■ Задача a ■
Когда, согласно тексту о Д. Макартуре на Филиппинах, американцы подняли белый флаг над Коррехидором?

■ Фрагмент текста ■
##########
Кроме забот, связанных с направлением действий филиппинского правительства в изгнании, эвакуацией казны, одним из главных оставалось стремление поставить под контроль партизанское движение на Филиппинах. И хотя эта работа развернулась в будущем, после того, как Д. Макартур перебрался в Австралию, именно на Коррехидоре началась разработка Д. Макартуром [220] стратегии оттеснения левых сил, коммунистов от руководства борьбой против оккупантов.

В мае 1942 года над Коррехидором американцы подняли белый флаг. «Филиппинский Гибралтар» вслед за Батааном пал. Американские солдаты и офицеры сложили оружие. Многие потом нашли смерть во время перегона пленных в концентрационные лагеря и в самих лагерях.

Филиппинский историк Карлос Кирино на основании документов, а также рассказов своего дяди, одного из президентов Филиппин, прямо обвиняет Д. Макартура в том, что лично он (вместе, конечно, с американской колониальной администрацией) несет вину за горькую судьбу Филиппин. Главная ошибка (то, что филиппинцы считают «ошибкой», для Д. Макартура было продуманным решением) бывшего фельдмаршала заключалась в том, что с самого первого дня войны он отделил и американские вооруженные силы, и филиппинскую армию от филиппинского народа. Если бы Д. Макартур и руководимая им колониальная администрация не обескровила крестьянские движения в предвоенное время, если бы даже после нападения командование во главе с Д. Макартуром обратилось за помощью к народу, судьба Филиппин могла бы сложиться по-другому. И вклад его в общие усилия антигитлеровской коалиции был бы гораздо большим. Но Д. Макартур не только не желал такого союза. Он продолжал курс на ослабление народных движений путем их раскола, создания препятствий в снабжении руководимых левыми, прежде всего коммунистами, отрядов продовольствием, боеприпасами и т. д.
##########
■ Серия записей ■
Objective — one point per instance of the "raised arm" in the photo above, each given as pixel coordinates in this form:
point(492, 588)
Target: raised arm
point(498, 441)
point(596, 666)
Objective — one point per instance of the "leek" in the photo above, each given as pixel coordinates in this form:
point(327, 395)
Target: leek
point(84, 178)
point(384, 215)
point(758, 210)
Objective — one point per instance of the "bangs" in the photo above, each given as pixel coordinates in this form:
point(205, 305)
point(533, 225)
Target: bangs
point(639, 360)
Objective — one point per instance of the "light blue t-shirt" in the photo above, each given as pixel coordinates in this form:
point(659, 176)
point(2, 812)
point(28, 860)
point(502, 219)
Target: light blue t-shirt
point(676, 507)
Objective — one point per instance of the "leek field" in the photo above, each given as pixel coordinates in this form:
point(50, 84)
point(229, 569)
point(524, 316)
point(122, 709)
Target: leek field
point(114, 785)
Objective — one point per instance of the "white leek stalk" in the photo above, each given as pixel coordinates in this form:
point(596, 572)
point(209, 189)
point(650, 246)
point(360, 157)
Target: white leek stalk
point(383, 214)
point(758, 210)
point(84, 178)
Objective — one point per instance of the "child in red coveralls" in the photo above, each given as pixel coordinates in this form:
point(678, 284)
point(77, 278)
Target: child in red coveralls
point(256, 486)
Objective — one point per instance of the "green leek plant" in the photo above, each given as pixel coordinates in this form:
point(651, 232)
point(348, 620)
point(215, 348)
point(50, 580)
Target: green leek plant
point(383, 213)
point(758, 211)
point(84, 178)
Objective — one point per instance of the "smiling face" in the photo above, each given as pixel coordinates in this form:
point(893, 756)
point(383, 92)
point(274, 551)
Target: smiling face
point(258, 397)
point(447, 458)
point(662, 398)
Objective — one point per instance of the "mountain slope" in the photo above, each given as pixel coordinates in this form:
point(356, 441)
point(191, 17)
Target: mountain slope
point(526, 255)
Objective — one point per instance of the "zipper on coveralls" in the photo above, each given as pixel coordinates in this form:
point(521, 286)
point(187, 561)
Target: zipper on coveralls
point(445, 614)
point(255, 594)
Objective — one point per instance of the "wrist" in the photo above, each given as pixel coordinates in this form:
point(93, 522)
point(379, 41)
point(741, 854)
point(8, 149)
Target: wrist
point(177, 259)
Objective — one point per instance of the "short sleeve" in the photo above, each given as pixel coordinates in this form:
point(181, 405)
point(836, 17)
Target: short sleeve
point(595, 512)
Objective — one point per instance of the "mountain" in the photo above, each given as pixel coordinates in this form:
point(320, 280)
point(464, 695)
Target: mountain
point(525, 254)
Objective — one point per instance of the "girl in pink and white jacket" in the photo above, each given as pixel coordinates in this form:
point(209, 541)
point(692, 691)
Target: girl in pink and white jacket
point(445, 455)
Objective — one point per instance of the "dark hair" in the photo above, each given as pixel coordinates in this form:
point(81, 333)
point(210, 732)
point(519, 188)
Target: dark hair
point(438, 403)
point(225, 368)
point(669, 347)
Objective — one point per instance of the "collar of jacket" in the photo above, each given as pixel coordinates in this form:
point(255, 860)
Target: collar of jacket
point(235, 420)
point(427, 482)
##########
■ Задача b ■
Сосчитайте строки записей, в которых встречается слово «field», учитывая регистр. В ответе укажите только число.

■ Готовый ответ a ■
В мае 1942 года.

■ Готовый ответ b ■
2